- [Document section]
CPEC controversy…army’s failure By Ayaz Amir

 

 

 

 

 

 

China-Pakistan-Economic-Corridor-CPEC

 

 

 

 

 

 

 

 

 

 

 

 

CPEC controversy…army’s failure

By 

Ayaz Amir

January 12, 2016

 

 
 

Islamabad diary

It was a ‘game-changer’, we all gushed, destined to change the face of Pakistan. No one could mention the China-Pakistan Economic Corridor without breaking into superlatives. Actual details were hard to come by but the rhetoric was intoxicating.

This was before our genius for statesmanship kicked in. When it did we are finding out that instead of reaching for the stars we are managing to dig ourselves into another hole. The controversy over the CPEC is spiralling in such a manner that the Chinese embassy has taken the unprecedented step of issuing a statement urging all parties to “strengthen communication…and resolve differences properly.”

Our Chinese friends can be forgiven for feeling miffed. Here they are holding out the prospect of all these roads, highways and power projects and we are speaking in different tongues. Seeing our performance they are likely to dwell in their minds on the merits of a one-party state.

The main charge against the Sharifs is that they have hidden everything behind a veil of secrecy and are not being open about maps and finances. Every now and then the Punjab chief minister makes another thunderous announcement about game-changing. Press him for details or ask him to show the actual maps and the highway/motorway alignments and the industrial zones and beyond his wagging finger, and eyes aflame with passion, there is little to see.

I can bet that if parliamentarians and corps commanders are subjected to a test about what the CPEC is about nine out of ten will flunk it. When the State Bank governor confesses to not knowing anything about the money and the loans, terms and conditions and repayment schedules, we get an idea of the mess the federal government has managed to create around this issue…which is supposed to alter the alignment of the stars in our favour.

But we should be honest with ourselves. Was any of this unexpected? Was anyone really expecting that the Sharifs, the two of them who are running the civilian half of this country, would transcend their limitations and turn overnight into a Bismarck couple on the CPEC?

Here were elected leaders who couldn’t get the threat of terrorism right. They had not the heart to take on the Pakistani Taliban. They could take no decision on Karachi. It was the army which knocked sense into them and the army, on its own, which declared war on terrorism – both of the religious variety as in Fata, and the ‘secular’ variety as in Karachi. When the army had taken the decision, the civilians hurriedly clambered aboard the terrorism bandwagon. It is another matter that they now give the impression that the resolve all along was theirs.

- [Written exercise A] Reproduce the rows exactly, starting at the line that contains "downspout and record integer pixel coordinates." and continuing through the last line of the rows.

(Records from a point labeling set)
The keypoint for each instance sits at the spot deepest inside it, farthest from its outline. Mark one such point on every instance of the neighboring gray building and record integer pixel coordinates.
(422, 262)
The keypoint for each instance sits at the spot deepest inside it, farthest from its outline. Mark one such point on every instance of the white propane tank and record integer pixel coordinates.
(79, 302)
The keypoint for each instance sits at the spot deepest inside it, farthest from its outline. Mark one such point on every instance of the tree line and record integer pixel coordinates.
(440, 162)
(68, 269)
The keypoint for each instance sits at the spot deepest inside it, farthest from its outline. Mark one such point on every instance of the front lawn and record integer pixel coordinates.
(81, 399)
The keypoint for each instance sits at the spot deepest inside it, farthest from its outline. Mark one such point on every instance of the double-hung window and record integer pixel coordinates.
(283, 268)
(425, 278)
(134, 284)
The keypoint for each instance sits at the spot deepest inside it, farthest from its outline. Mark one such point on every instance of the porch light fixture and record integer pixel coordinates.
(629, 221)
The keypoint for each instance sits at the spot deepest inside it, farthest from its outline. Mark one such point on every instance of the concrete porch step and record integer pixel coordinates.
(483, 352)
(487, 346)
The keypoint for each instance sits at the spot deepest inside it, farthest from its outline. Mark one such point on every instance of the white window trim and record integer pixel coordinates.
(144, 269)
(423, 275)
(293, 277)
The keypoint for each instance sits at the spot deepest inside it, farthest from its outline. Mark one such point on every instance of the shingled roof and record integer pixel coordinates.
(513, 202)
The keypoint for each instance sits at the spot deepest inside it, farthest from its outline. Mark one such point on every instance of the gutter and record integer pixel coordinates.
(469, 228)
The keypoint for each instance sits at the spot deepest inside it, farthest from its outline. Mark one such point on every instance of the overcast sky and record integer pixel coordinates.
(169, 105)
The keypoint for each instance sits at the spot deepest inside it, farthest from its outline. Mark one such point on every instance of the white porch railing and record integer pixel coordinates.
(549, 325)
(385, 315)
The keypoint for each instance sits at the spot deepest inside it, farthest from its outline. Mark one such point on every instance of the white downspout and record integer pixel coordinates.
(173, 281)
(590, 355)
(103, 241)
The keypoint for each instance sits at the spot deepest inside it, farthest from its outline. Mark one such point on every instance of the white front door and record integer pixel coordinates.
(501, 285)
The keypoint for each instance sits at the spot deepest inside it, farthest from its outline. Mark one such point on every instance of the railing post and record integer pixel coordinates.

- [Written exercise B] In the CPEC column, list the things the Chinese are described as holding out the prospect of.

- [Task answer A]
The keypoint for each instance sits at the spot deepest inside it, farthest from its outline. Mark one such point on every instance of the white downspout and record integer pixel coordinates.
(173, 281)
(590, 355)
(103, 241)
The keypoint for each instance sits at the spot deepest inside it, farthest from its outline. Mark one such point on every instance of the white front door and record integer pixel coordinates.
(501, 285)
The keypoint for each instance sits at the spot deepest inside it, farthest from its outline. Mark one such point on every instance of the railing post and record integer pixel coordinates.

- [Task answer B] Roads, highways and power projects.